╭─ Data

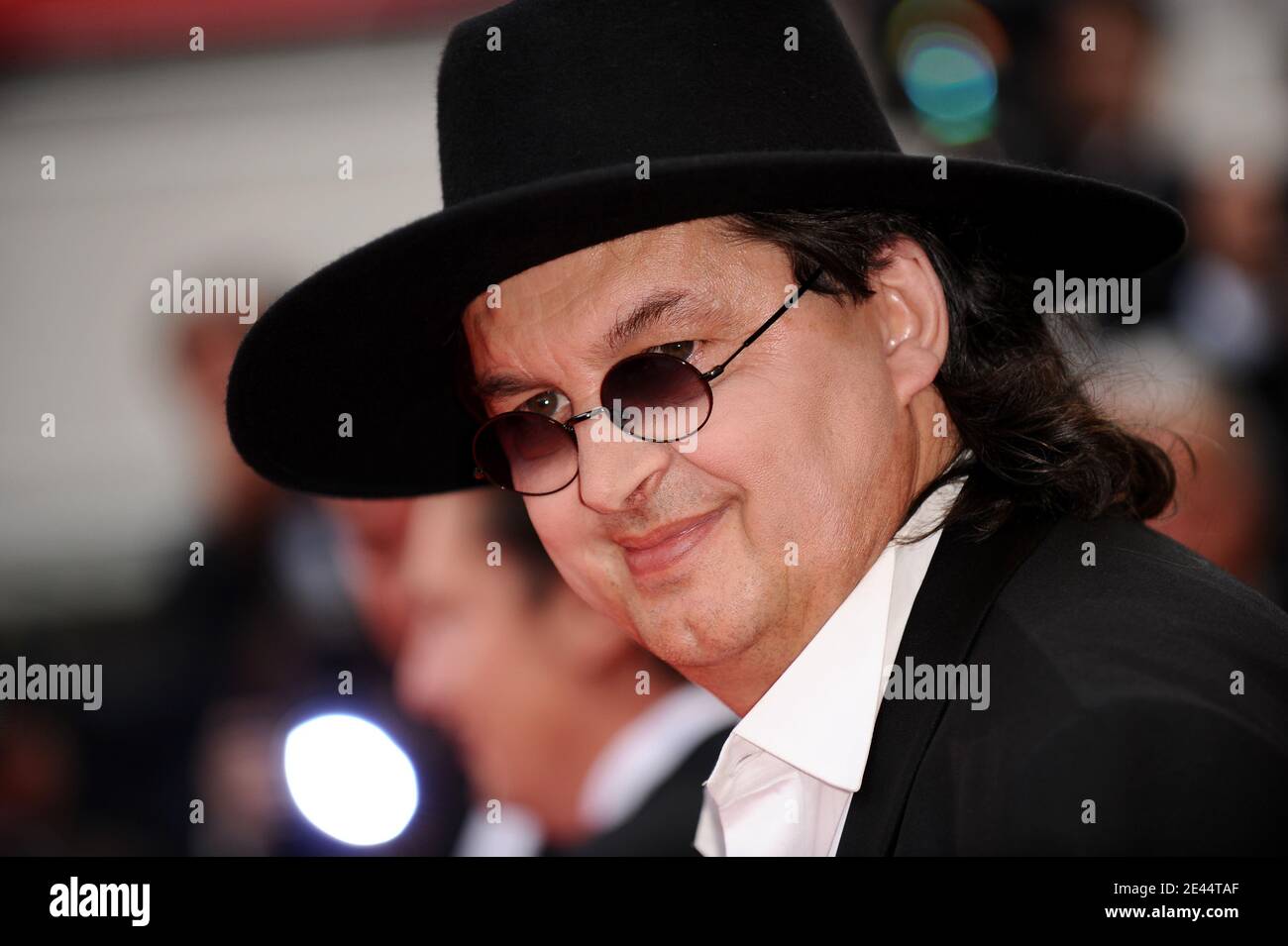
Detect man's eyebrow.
[590,289,715,362]
[474,289,731,401]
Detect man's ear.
[868,237,948,405]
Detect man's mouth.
[614,506,728,578]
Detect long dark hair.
[720,210,1176,538]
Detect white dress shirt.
[693,480,961,857]
[455,683,738,857]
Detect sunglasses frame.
[471,266,823,495]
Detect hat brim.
[227,152,1185,498]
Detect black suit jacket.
[540,728,731,857]
[838,515,1288,855]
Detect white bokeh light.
[283,713,419,844]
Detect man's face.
[464,220,934,683]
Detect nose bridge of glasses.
[564,404,608,433]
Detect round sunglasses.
[473,267,823,495]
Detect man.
[228,0,1288,855]
[322,490,735,856]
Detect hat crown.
[438,0,899,206]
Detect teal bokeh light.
[899,27,997,145]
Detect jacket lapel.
[836,513,1053,856]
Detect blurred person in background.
[0,284,461,855]
[330,489,737,856]
[1095,332,1282,597]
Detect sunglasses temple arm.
[702,266,823,381]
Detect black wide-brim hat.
[227,0,1185,498]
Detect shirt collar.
[717,480,961,791]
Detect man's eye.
[515,391,568,417]
[645,340,698,362]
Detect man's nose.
[575,414,675,513]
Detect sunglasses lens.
[601,353,711,443]
[474,410,577,494]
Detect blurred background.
[0,0,1288,855]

╰─

* _Task directions_
Reproduce the records above line for line and word for word, omitting the pictures.

* _Output of the exercise_
Detect man's eyebrow.
[590,289,715,362]
[474,289,731,401]
Detect man's ear.
[868,237,948,405]
Detect man's mouth.
[614,506,728,578]
Detect long dark hair.
[720,210,1176,538]
Detect white dress shirt.
[693,480,961,857]
[455,683,738,857]
Detect sunglasses frame.
[471,266,823,495]
Detect hat brim.
[227,152,1185,498]
Detect black suit jacket.
[540,728,731,857]
[838,515,1288,855]
Detect white bokeh light.
[283,713,419,844]
Detect man's face.
[464,220,934,683]
Detect nose bridge of glasses.
[564,404,608,433]
Detect round sunglasses.
[473,267,823,495]
Detect man.
[228,0,1288,855]
[322,490,735,856]
Detect hat crown.
[438,0,899,206]
Detect teal bokeh light.
[899,27,997,145]
Detect jacket lapel.
[836,513,1053,856]
Detect blurred person in background.
[0,284,461,855]
[330,489,737,856]
[1095,332,1282,597]
Detect sunglasses temple arm.
[702,266,823,381]
Detect black wide-brim hat.
[227,0,1185,498]
Detect shirt collar.
[717,480,961,791]
Detect man's eye.
[515,391,568,417]
[645,340,698,362]
Detect man's nose.
[575,414,675,513]
Detect sunglasses lens.
[601,353,711,443]
[474,410,577,494]
Detect blurred background.
[0,0,1288,855]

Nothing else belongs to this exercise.